GOAL ▸ Reproduce every line of the items below verbatim, leaving out the pictures.
○ ○ ○
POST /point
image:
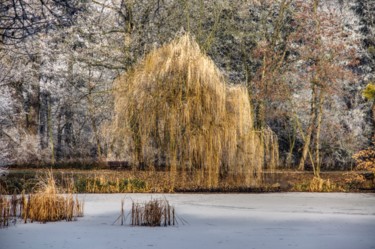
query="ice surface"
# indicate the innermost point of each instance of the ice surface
(280, 220)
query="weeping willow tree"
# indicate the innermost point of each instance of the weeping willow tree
(174, 110)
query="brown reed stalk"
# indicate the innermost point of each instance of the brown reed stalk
(156, 212)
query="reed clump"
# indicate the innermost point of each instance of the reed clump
○ ○ ○
TASK RESULT ▸
POST /point
image:
query="ice surface"
# indicate the innermost point of each instance of the ice surface
(280, 220)
query="weeping willow tree"
# indicate the innermost point of each instance of the weeping willow tree
(174, 110)
query="brown reed stalk"
# indicate the innermost point of each instance of the brown reed stalk
(156, 212)
query="reed clump"
# indicate the innermost point of each instance of the reed clump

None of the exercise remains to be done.